* [EXERCISE]: If an entry holds a picture, drop the picture but restate the entry word for word.

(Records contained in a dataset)
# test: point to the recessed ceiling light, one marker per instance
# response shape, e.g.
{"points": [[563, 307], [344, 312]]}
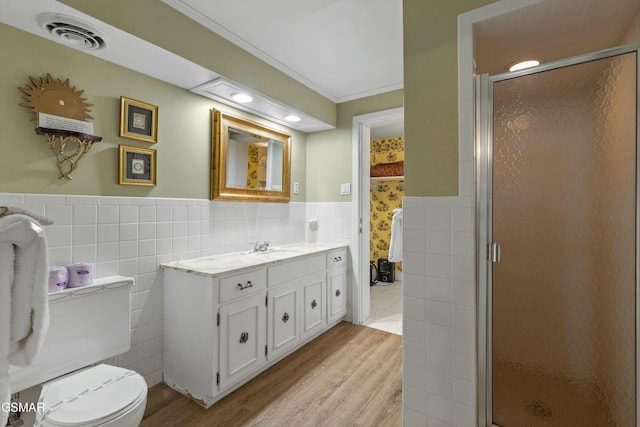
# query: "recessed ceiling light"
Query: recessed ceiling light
{"points": [[522, 64], [242, 98]]}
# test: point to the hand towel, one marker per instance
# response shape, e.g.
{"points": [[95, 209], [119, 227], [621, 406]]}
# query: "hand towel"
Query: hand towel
{"points": [[395, 243], [24, 307], [11, 210]]}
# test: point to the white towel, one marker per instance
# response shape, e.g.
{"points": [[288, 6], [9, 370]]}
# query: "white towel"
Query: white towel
{"points": [[395, 243], [24, 307]]}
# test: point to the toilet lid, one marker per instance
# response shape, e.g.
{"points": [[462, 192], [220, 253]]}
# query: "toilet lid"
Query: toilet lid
{"points": [[91, 395]]}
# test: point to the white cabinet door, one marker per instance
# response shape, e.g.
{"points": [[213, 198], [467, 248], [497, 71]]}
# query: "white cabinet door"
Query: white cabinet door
{"points": [[242, 338], [337, 294], [313, 306], [284, 319]]}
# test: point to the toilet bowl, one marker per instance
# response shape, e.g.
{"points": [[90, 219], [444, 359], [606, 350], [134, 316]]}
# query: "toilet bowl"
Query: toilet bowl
{"points": [[86, 326], [102, 396]]}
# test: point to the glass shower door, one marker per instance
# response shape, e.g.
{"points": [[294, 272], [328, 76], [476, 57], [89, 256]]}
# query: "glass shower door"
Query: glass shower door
{"points": [[563, 202]]}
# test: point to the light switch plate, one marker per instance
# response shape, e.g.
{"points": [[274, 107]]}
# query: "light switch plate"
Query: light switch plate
{"points": [[345, 189]]}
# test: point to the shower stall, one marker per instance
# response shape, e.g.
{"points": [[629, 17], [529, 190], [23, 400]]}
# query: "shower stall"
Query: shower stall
{"points": [[557, 188]]}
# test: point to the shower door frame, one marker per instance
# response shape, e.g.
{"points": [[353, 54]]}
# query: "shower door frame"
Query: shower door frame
{"points": [[484, 216]]}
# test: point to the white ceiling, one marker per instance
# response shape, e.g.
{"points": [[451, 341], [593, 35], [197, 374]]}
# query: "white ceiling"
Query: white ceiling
{"points": [[342, 49], [346, 49], [552, 29]]}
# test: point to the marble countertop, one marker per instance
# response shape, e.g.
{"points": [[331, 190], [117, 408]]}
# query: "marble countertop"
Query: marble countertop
{"points": [[221, 264]]}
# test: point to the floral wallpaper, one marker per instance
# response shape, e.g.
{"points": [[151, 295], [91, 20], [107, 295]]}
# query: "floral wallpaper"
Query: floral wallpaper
{"points": [[386, 195], [387, 150], [252, 167], [256, 166]]}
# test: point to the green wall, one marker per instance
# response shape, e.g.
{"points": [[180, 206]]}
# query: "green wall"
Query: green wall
{"points": [[431, 94], [184, 131], [329, 153]]}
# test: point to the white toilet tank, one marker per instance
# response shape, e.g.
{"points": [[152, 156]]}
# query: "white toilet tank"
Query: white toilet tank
{"points": [[86, 325]]}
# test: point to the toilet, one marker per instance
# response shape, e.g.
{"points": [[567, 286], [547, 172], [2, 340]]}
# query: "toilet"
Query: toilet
{"points": [[86, 326]]}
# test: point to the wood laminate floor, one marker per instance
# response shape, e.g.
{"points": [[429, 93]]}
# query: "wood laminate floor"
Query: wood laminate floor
{"points": [[349, 376]]}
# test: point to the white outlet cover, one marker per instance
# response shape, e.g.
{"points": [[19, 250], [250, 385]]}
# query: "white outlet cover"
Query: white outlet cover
{"points": [[345, 188]]}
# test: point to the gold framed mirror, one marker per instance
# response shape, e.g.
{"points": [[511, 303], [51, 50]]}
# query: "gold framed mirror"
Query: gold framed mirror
{"points": [[249, 162]]}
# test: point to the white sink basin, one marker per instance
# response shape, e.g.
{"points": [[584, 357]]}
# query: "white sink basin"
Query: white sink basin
{"points": [[214, 262]]}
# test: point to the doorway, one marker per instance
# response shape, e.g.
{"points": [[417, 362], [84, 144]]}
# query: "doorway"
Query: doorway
{"points": [[557, 218], [361, 146]]}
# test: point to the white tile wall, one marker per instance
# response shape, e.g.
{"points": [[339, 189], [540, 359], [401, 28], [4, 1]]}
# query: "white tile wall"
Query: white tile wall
{"points": [[132, 236], [439, 279]]}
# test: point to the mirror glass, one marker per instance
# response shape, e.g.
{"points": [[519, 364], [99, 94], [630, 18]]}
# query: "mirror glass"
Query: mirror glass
{"points": [[250, 162]]}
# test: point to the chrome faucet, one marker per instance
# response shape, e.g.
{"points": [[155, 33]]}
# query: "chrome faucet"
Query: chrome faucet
{"points": [[261, 246]]}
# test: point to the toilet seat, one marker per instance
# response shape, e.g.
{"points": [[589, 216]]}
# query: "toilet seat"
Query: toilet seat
{"points": [[91, 397]]}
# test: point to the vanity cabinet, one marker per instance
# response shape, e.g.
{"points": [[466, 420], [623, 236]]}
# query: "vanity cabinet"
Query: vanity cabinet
{"points": [[221, 329], [283, 319], [242, 338]]}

* [YOUR SOLUTION]:
# test: point to the recessed ceiling light, one marker per instance
# response shape, e.g.
{"points": [[563, 307], [344, 312]]}
# query: "recessed ceiling light"
Query: recessed ceiling light
{"points": [[522, 64], [242, 98]]}
# test: point to the hand towel, one marker per instance
# response shape, e.g.
{"points": [[95, 209], [119, 227], [621, 406]]}
# query: "hand towel"
Query: hand towel
{"points": [[395, 243], [24, 307], [11, 210]]}
# test: point to the white towel, one marker per instance
# response shape, e.g.
{"points": [[288, 6], [9, 370]]}
# query: "white towel"
Query: white towel
{"points": [[395, 243], [24, 307]]}
# test: point to the toilet lid, one marker per instance
# response shape, e.g.
{"points": [[462, 192], [220, 253]]}
# query: "toilet lid"
Query: toilet lid
{"points": [[91, 395]]}
# test: point to the white cabinet door, one marker per instance
# response shape, e.g.
{"points": [[213, 198], [467, 248], [497, 71]]}
# query: "white cabinet door"
Query: white cabinet door
{"points": [[242, 338], [337, 294], [313, 306], [284, 319]]}
# test: point to the toilet bowl, one marker per instance
# response shape, e.g.
{"points": [[90, 219], [444, 359], [606, 350], [134, 316]]}
# query: "toilet bowl"
Query: toilet bowl
{"points": [[86, 326], [102, 396]]}
# test: point to the glass shower door, one marker per instance
# response shape, e.g.
{"points": [[294, 272], [328, 76], [476, 57], [89, 256]]}
# query: "glass shower door"
Query: glass shower door
{"points": [[563, 202]]}
# test: point to the light switch plate, one marker per instance
# response shape, e.g.
{"points": [[274, 107]]}
# query: "light switch plate"
Query: light switch plate
{"points": [[345, 189]]}
# test: point to the shower stall, one marker per instance
# response shape, e.g.
{"points": [[629, 17], [529, 190], [23, 400]]}
# query: "shower stall"
Query: shower stall
{"points": [[557, 188]]}
# test: point to the shower door frame, one marker per instance
# response shape, e.g.
{"points": [[353, 54]]}
# query: "shower door frame"
Query: shower door frame
{"points": [[484, 216]]}
# test: point to the white ceiling, one marker per instance
# response shape, e.g.
{"points": [[451, 341], [593, 35], [197, 374]]}
# query: "white ceiling"
Query: white ceiling
{"points": [[342, 49], [346, 49], [552, 29]]}
# test: point to the marble countertop, one marker per instance
# response shape, e.g.
{"points": [[331, 190], [117, 408]]}
# query: "marble countertop"
Query: marble countertop
{"points": [[221, 264]]}
# test: point to the floral wallpaper, one marker per instance
# response shape, e.g.
{"points": [[151, 295], [91, 20], [107, 295]]}
# query: "floral wallpaper"
Query: floral wallpaper
{"points": [[386, 195], [387, 150], [252, 167], [256, 166]]}
# test: point to the green wall, one marker per instance
# response shape, e.g.
{"points": [[180, 206]]}
# query: "green wall"
Query: green wall
{"points": [[431, 94], [184, 131], [329, 153]]}
# test: point to the white toilet tank, one marker per instance
# response shape, e.g.
{"points": [[152, 156]]}
# query: "white toilet tank"
Query: white toilet tank
{"points": [[86, 325]]}
# test: point to the toilet, one marker per instance
# response shape, e.g.
{"points": [[567, 286], [547, 172], [2, 340]]}
# query: "toilet"
Query: toilet
{"points": [[86, 326]]}
# test: point to the wood laminate floor, one marker per instance
# response shape, e.g.
{"points": [[429, 93]]}
# query: "wood laminate floor"
Query: wood laminate floor
{"points": [[349, 376]]}
# test: point to the white outlet cover, one marker per instance
# response shape, e.g.
{"points": [[19, 250], [250, 385]]}
# query: "white outlet cover"
Query: white outlet cover
{"points": [[345, 188]]}
# test: point to the gold framed mirror, one marker per instance
# response shape, e.g.
{"points": [[511, 303], [51, 50]]}
# query: "gold framed mirror"
Query: gold framed mirror
{"points": [[249, 162]]}
# test: point to the white sink basin, one marker per instance
# response shape, e.g.
{"points": [[584, 357]]}
# query: "white sink basin"
Query: white sink basin
{"points": [[214, 262]]}
# test: point to the doorway, one marker per instance
# response shape, e.g.
{"points": [[417, 362], [84, 144]]}
# query: "doorway"
Query: doorway
{"points": [[557, 218], [361, 146]]}
# test: point to the white tile wall, one marker per instance
# response shape, e.g.
{"points": [[339, 189], [540, 359], [401, 28], [4, 1]]}
# query: "white tile wall"
Query: white tile wall
{"points": [[132, 236], [439, 279]]}
# test: point to the mirror glass, one marker per instance
# response shape, e.g.
{"points": [[519, 364], [99, 94], [630, 18]]}
# query: "mirror glass"
Query: mirror glass
{"points": [[250, 162]]}
# test: point to the chrome faucet, one marker per instance
# response shape, e.g.
{"points": [[155, 33]]}
# query: "chrome faucet"
Query: chrome faucet
{"points": [[261, 246]]}
# test: point to the toilet seat, one marker per instance
# response shape, e.g.
{"points": [[589, 216]]}
# query: "toilet seat"
Query: toilet seat
{"points": [[91, 397]]}
# test: point to the vanity cabinet, one marker per instance
# response shape, e.g.
{"points": [[466, 420], [623, 236]]}
# query: "vanity cabinet"
Query: vanity cabinet
{"points": [[221, 329], [283, 319], [242, 338]]}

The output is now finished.